§ RECORDS PROVIDED
--- begin ---

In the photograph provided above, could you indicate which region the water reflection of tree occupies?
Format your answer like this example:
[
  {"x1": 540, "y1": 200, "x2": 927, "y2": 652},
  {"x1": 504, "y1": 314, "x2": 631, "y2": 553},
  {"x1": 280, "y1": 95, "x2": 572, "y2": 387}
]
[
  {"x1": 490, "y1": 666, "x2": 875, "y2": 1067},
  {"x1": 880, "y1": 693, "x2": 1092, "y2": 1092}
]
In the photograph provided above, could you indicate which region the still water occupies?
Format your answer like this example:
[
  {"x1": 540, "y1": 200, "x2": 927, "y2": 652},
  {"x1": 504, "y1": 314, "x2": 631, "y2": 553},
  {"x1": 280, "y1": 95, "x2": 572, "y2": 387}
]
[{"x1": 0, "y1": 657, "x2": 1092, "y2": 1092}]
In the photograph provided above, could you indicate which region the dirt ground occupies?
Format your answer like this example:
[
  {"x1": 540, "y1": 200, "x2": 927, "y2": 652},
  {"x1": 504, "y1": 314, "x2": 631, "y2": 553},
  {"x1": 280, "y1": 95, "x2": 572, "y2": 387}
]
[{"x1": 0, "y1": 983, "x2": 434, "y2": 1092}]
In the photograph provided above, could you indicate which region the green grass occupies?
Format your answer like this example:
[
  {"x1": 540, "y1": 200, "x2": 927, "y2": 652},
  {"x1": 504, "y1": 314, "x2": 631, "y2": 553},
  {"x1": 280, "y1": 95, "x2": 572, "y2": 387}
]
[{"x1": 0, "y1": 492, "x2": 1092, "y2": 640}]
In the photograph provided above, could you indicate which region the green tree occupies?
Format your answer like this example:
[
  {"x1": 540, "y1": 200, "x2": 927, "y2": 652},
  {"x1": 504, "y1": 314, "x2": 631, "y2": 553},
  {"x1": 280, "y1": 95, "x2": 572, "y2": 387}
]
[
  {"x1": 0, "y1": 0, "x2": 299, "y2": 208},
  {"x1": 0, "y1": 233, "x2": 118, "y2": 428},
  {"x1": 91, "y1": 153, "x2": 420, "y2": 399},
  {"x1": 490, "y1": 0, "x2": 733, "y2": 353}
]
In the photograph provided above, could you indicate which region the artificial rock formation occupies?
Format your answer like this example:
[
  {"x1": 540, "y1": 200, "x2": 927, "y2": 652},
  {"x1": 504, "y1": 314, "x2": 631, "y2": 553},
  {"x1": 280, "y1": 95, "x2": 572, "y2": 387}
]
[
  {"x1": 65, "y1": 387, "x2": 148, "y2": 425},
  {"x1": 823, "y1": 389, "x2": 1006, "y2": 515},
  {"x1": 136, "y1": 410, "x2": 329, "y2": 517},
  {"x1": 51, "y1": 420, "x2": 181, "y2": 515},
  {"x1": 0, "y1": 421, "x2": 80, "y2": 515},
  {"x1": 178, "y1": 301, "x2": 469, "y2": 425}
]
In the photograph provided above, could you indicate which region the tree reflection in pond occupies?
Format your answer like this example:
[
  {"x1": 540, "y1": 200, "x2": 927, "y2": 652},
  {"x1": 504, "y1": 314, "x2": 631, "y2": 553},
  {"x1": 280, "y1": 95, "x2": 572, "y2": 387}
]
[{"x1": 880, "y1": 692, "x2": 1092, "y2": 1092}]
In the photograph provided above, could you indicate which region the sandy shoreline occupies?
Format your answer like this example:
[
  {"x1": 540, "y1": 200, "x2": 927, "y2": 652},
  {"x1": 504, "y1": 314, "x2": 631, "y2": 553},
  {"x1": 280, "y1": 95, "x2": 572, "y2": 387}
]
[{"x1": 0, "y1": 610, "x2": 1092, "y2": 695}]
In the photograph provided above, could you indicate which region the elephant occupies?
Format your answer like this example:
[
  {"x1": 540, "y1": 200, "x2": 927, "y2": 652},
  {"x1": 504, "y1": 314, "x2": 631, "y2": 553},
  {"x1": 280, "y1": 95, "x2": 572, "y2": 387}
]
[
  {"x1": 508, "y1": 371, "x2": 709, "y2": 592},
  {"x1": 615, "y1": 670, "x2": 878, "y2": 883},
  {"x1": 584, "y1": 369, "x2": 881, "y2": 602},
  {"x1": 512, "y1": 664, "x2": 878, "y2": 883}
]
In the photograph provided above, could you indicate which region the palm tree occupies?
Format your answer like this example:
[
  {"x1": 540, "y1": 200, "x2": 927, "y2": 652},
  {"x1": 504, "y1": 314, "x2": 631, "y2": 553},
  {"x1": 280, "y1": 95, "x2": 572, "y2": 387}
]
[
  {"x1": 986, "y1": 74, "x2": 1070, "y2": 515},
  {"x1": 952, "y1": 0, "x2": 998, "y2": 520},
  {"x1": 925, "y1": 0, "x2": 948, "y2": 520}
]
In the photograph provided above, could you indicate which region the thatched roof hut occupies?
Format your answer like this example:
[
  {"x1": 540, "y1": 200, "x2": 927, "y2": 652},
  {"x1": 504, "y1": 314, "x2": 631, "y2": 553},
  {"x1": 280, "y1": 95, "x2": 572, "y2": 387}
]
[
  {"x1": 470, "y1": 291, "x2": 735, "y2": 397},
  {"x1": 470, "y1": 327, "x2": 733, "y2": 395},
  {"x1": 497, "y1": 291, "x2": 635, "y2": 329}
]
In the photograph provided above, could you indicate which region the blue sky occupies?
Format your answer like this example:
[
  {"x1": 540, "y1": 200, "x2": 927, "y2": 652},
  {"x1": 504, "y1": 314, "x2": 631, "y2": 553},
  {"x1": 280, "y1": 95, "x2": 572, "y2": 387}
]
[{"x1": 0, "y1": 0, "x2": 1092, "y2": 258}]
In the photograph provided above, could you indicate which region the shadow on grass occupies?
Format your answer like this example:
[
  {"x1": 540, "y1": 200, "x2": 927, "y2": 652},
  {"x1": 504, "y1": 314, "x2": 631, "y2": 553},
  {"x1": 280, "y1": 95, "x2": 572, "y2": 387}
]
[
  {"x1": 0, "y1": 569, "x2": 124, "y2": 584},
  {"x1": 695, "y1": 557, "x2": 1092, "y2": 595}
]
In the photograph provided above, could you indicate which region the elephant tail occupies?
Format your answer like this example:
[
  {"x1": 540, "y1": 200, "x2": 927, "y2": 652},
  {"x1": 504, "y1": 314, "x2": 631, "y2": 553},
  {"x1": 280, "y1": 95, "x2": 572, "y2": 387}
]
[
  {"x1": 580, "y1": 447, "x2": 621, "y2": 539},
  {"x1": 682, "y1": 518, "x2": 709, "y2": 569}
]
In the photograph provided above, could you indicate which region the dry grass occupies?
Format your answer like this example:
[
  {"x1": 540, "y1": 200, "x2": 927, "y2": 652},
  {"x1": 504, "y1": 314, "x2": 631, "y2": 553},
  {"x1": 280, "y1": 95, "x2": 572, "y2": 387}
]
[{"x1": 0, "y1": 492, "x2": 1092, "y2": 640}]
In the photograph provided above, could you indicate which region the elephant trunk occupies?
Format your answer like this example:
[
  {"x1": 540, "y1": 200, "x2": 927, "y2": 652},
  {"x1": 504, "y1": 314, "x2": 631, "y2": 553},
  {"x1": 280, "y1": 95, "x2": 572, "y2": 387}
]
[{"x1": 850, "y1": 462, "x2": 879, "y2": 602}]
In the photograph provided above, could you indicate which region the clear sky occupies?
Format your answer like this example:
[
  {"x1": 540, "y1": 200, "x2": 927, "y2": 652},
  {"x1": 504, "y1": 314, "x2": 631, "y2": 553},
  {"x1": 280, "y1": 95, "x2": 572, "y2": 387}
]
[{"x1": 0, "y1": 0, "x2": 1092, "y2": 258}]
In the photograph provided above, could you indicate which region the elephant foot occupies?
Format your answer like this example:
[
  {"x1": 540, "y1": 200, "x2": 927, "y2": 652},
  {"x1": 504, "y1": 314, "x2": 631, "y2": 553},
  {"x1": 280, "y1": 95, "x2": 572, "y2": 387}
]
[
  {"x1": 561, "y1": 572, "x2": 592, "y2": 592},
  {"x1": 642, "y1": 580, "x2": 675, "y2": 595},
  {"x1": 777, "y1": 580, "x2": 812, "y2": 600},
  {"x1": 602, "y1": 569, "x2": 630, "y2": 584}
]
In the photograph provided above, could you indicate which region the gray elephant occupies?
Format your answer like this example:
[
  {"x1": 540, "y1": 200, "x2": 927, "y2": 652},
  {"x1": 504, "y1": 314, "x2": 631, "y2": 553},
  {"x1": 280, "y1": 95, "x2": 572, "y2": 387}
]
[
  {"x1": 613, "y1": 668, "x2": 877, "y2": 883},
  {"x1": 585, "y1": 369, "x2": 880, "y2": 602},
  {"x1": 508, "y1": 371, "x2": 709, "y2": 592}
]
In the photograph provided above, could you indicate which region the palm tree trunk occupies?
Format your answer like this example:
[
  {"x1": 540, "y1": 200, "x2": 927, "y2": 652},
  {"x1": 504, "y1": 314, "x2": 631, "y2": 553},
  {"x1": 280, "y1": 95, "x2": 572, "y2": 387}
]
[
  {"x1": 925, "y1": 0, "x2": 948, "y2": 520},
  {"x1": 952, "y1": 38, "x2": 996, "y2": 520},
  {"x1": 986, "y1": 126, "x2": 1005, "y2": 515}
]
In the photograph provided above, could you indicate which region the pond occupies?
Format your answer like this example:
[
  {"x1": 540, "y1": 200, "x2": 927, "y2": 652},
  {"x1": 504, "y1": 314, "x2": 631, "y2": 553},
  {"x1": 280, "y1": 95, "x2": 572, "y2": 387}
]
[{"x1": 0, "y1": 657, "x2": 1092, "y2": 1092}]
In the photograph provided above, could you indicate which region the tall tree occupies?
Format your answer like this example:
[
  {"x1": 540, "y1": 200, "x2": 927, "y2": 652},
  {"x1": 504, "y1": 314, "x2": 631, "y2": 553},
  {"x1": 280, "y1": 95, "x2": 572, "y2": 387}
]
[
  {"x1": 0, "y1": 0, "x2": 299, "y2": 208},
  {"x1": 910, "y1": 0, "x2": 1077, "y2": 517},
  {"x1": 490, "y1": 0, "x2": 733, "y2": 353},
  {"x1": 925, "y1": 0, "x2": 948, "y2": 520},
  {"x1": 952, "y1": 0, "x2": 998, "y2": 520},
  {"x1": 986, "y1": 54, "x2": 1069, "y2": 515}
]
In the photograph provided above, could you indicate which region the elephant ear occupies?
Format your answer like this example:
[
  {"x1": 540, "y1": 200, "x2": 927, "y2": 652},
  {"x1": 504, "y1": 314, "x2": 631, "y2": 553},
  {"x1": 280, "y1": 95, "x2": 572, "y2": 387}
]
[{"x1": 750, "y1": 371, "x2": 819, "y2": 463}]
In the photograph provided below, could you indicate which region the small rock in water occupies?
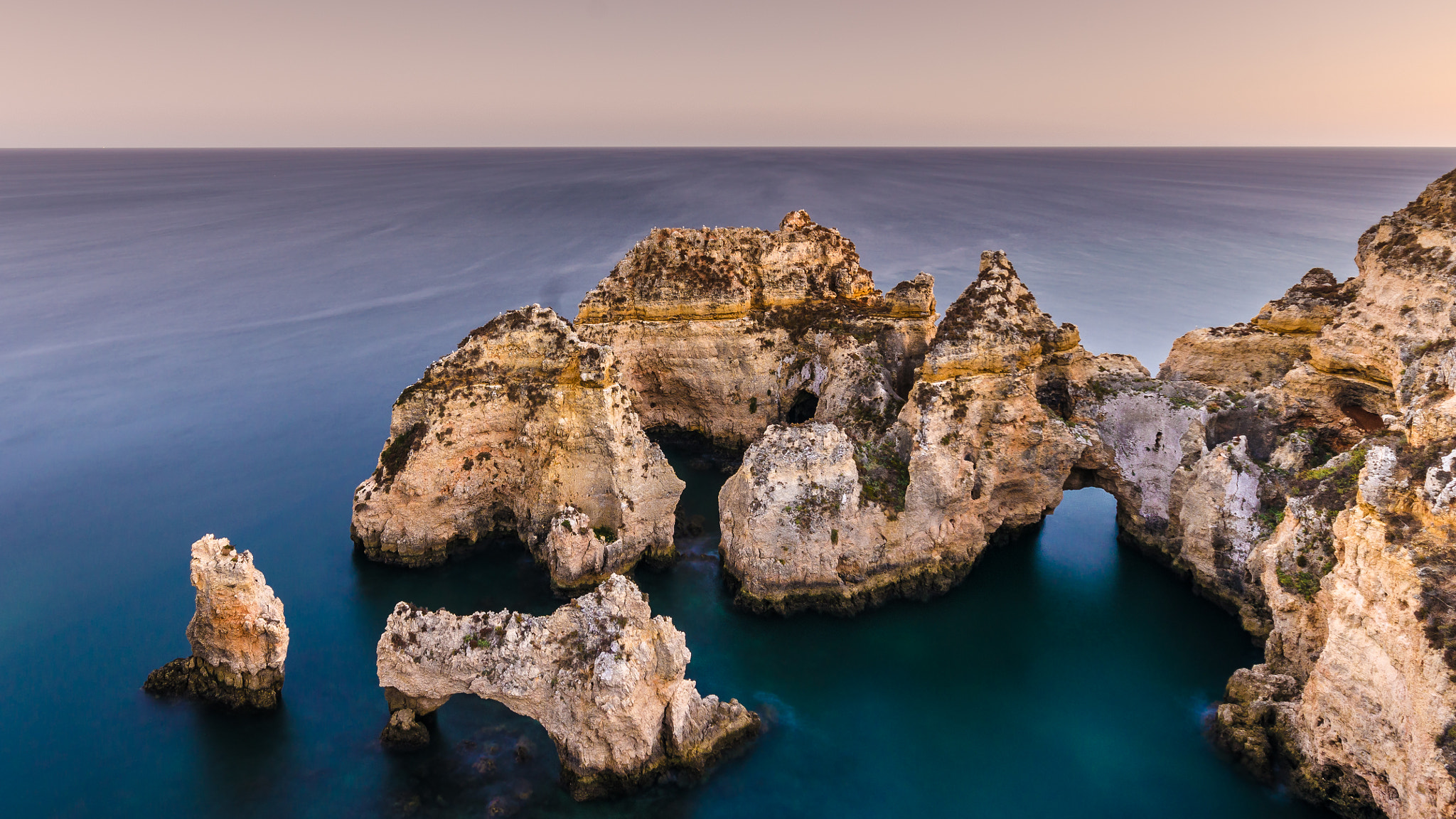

--- end ---

§ REQUEST
Find each line of the records that contains the string "grass", where case counts, and copy those lines.

§ THE SOLUTION
In the photograph provided above, could you indicate which region the green grass occupies?
In the photograph provided above, could you indicate which region the shadow on grass occupies?
In the photograph provided above, could you indicate which region the dry grass occupies?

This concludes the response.